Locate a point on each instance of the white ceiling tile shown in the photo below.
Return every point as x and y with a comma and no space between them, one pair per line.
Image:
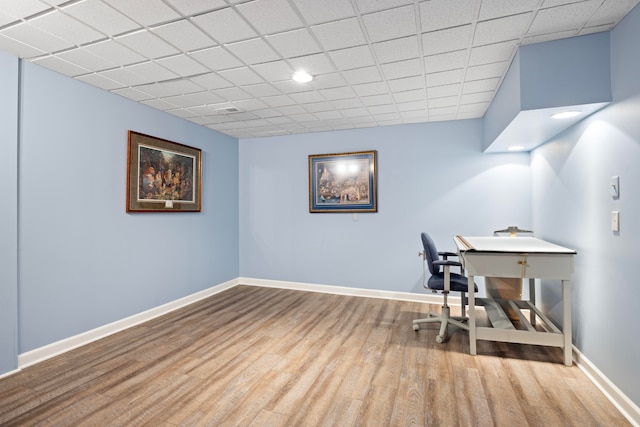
391,24
339,34
290,86
147,44
472,98
326,81
146,12
17,48
338,93
442,91
439,14
182,65
367,89
406,83
445,61
502,29
450,39
341,104
362,75
315,64
353,57
131,93
114,52
225,26
485,71
99,81
371,101
315,12
490,9
83,58
261,90
23,8
66,28
192,7
216,58
270,16
254,51
445,101
125,77
194,99
152,71
411,106
355,112
294,43
36,38
278,101
274,71
307,97
60,65
184,35
210,81
396,70
561,18
232,94
445,77
396,50
241,76
493,53
410,95
610,12
319,106
368,6
481,85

What is required: Reproduce the entries above, changing "white ceiling tile" to "gray ceiling panel" and keeping everything else the same, but leave out the pictures.

Output for this exercise:
Locate a point on each instance of the gray ceiling panel shown in the photo below.
Return every point as x and y with a comma and no space between them, one pair per line.
Image:
391,24
339,34
290,86
147,44
472,98
326,81
146,12
17,48
338,93
442,91
439,14
182,65
367,89
406,83
445,61
502,29
450,39
341,104
362,75
315,64
353,57
131,93
114,52
225,26
485,71
99,81
371,101
315,12
490,9
83,58
261,90
23,8
66,28
192,7
216,58
270,16
254,51
445,101
125,77
194,99
152,71
411,106
355,112
294,43
36,38
278,101
274,71
307,97
60,65
184,35
210,81
396,70
561,18
232,94
445,77
396,50
241,76
493,53
410,95
610,12
319,106
368,6
481,85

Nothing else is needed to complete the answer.